Mary Laver died in November 2012 at the age of 84 at their home in Carlsbad.

Career

Amateur (1956–62) 
Laver was a teenager when he left school to pursue a tennis career that lasted 24 years. He was coached in Queensland by Charlie Hollis and later by the Australian Davis Cup team captain Harry Hopman, who gave Laver the nickname "Rocket".

Laver was both Australian and US Junior champion in 1957. He had his breakthrough on the world stage in 1959, when he reached all three finals at Wimbledon, winning the mixed doubles title with Darlene Hard. As an unseeded player, he lost the singles final to Peruvian Alex Olmedo after surviving an 87-game semifinal against American Barry MacKay. His first major singles title was the Australian Championships in 1960, where he defeated fellow Australian Neale Fraser in a five-set final after coming back from two sets down and saving a Fraser championship point in the fourth set. Laver captured his first Wimbledon singles crown in 1961 beating Chuck McKinley in straight sets in the final, which lasted just 53 minutes (one of the shortest men's singles Wimbledon finals on record). Laver was ranked the world No. 1 amateur in 1961 by Lance Tingay.

In 1962, Laver became the first male player since Don Budge in 1938 to win all four Grand Slam singles titles in the same year. He won an additional 18 titles, for a season total of 22. Among those titles were the Italian Championships and the German Championships, giving Laver the "clay court triple" of Paris, Rome, and Hamburg that had been achieved previously only by Lew Hoad in 1956. At the Australian championships, Laver beat Roy Emerson in the final. The biggest hurdle to Laver's winning the Grand Slam was the French Championships on slow clay, where Laver won three consecutive five-setters beginning with the quarterfinals. In his quarterfinal with Martin Mulligan, Laver saved a matchpoint in the fourth set with a backhand volley after coming to the net behind a second serve. In the final, Laver lost the first two sets and was down 0–3 in the fourth set before coming back to defeat Emerson. At Wimbledon, his progress was much easier. Laver lost only one set the whole tournament, to Manuel Santana in a quarterfinal, who held a set point for a two set lead. In the final, Laver beat Mulligan in 52 minutes (a minute shorter than the previous year's final). At the US Championships, Laver lost only two sets during the tournament and defeated Emerson again in the final. Laver was ranked world number one amateur for 1962 by Tingay, by Ned Potter and by an Ulrich Kaiser panel of 13 experts.

▶ _GIVEN DATA_
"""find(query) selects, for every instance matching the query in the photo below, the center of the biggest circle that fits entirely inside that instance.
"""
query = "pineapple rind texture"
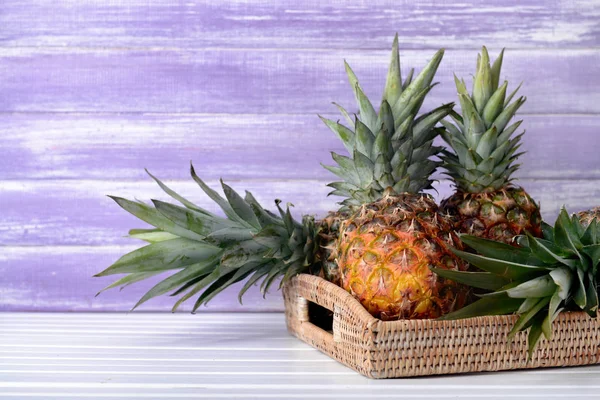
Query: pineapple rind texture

▶ _REQUIRED WORK_
Copy out the passage on Laver's tennis career above in full, reproducing every word and line unchanged.

▶ _WRITTEN ANSWER_
Mary Laver died in November 2012 at the age of 84 at their home in Carlsbad.

Career

Amateur (1956–62) 
Laver was a teenager when he left school to pursue a tennis career that lasted 24 years. He was coached in Queensland by Charlie Hollis and later by the Australian Davis Cup team captain Harry Hopman, who gave Laver the nickname "Rocket".

Laver was both Australian and US Junior champion in 1957. He had his breakthrough on the world stage in 1959, when he reached all three finals at Wimbledon, winning the mixed doubles title with Darlene Hard. As an unseeded player, he lost the singles final to Peruvian Alex Olmedo after surviving an 87-game semifinal against American Barry MacKay. His first major singles title was the Australian Championships in 1960, where he defeated fellow Australian Neale Fraser in a five-set final after coming back from two sets down and saving a Fraser championship point in the fourth set. Laver captured his first Wimbledon singles crown in 1961 beating Chuck McKinley in straight sets in the final, which lasted just 53 minutes (one of the shortest men's singles Wimbledon finals on record). Laver was ranked the world No. 1 amateur in 1961 by Lance Tingay.

In 1962, Laver became the first male player since Don Budge in 1938 to win all four Grand Slam singles titles in the same year. He won an additional 18 titles, for a season total of 22. Among those titles were the Italian Championships and the German Championships, giving Laver the "clay court triple" of Paris, Rome, and Hamburg that had been achieved previously only by Lew Hoad in 1956. At the Australian championships, Laver beat Roy Emerson in the final. The biggest hurdle to Laver's winning the Grand Slam was the French Championships on slow clay, where Laver won three consecutive five-setters beginning with the quarterfinals. In his quarterfinal with Martin Mulligan, Laver saved a matchpoint in the fourth set with a backhand volley after coming to the net behind a second serve. In the final, Laver lost the first two sets and was down 0–3 in the fourth set before coming back to defeat Emerson. At Wimbledon, his progress was much easier. Laver lost only one set the whole tournament, to Manuel Santana in a quarterfinal, who held a set point for a two set lead. In the final, Laver beat Mulligan in 52 minutes (a minute shorter than the previous year's final). At the US Championships, Laver lost only two sets during the tournament and defeated Emerson again in the final. Laver was ranked world number one amateur for 1962 by Tingay, by Ned Potter and by an Ulrich Kaiser panel of 13 experts.